(EXCERPTED RECORDS):
----
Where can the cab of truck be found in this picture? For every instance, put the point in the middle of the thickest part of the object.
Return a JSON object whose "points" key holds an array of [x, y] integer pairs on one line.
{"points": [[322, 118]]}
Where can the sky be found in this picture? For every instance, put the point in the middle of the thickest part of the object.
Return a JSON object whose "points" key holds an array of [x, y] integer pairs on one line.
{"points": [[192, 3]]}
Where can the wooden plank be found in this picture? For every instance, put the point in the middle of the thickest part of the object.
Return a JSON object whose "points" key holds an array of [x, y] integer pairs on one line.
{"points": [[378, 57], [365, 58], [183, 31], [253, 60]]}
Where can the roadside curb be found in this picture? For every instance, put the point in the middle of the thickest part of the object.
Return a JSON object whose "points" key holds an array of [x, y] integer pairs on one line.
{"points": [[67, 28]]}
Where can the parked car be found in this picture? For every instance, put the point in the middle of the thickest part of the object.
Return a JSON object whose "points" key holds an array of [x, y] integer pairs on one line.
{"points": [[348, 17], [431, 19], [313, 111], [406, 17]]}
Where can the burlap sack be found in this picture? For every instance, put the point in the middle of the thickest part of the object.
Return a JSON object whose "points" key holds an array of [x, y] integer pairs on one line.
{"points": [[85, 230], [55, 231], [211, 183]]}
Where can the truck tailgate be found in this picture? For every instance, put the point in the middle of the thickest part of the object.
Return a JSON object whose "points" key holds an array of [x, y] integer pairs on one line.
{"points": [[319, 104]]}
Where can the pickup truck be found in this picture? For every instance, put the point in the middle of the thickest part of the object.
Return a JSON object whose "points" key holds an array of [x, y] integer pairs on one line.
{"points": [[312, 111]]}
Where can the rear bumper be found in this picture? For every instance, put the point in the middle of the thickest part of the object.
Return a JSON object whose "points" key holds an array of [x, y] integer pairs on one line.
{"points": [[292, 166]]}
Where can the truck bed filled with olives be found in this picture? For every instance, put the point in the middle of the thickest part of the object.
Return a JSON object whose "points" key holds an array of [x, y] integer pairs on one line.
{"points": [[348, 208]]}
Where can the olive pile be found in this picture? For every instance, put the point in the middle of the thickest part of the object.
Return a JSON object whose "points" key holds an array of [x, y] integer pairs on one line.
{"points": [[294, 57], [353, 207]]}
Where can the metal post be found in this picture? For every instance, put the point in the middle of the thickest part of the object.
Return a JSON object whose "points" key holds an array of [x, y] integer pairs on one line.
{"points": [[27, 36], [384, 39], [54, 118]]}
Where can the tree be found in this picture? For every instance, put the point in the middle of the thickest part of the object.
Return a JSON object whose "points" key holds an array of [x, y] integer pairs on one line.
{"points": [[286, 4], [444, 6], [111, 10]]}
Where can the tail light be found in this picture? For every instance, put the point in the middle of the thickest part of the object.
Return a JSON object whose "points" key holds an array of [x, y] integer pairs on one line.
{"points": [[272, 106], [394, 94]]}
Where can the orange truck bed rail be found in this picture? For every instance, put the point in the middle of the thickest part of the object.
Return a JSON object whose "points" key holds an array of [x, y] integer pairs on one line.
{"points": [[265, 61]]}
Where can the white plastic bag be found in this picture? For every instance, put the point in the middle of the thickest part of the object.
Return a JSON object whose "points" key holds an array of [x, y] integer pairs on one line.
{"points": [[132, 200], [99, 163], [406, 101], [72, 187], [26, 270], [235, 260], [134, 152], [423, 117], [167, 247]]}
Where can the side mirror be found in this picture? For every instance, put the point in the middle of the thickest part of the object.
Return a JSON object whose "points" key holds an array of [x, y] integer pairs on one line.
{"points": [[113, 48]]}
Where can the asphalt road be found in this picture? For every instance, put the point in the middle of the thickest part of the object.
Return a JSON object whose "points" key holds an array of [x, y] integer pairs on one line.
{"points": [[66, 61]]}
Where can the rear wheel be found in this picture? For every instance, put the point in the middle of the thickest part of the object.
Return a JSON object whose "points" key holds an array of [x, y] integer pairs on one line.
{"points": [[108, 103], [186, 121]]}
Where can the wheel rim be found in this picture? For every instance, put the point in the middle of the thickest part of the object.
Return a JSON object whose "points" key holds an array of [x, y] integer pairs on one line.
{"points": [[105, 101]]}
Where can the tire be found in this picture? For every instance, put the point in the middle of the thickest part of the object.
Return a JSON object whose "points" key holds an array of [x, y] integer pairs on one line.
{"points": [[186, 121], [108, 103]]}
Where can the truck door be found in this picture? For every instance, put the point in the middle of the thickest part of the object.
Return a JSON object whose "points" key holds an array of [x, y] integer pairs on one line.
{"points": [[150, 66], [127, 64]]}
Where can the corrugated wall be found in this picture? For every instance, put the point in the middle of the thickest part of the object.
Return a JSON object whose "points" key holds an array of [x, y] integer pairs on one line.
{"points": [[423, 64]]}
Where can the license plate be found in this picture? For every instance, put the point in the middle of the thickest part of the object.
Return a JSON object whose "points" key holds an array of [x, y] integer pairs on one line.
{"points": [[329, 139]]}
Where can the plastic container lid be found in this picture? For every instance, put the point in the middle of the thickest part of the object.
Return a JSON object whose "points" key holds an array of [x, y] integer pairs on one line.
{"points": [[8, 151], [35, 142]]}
----
(WHAT THE TASK ASKS):
Retype exactly, and only, the lines above from the one where "Where can the truck tailgate" occurs up to and including the one where "Where can the pickup" occurs.

(REPLY TO THE TASK):
Where can the truck tailgate be found in this picture? For every instance, put the point in the middle of the thickest part of the object.
Return a JSON object whose "points" key holds an array of [x, y] integer pairs on one line.
{"points": [[319, 104]]}
Where can the pickup truck be found in this picture? For every instance, put the point in the middle of the thickest part of the object.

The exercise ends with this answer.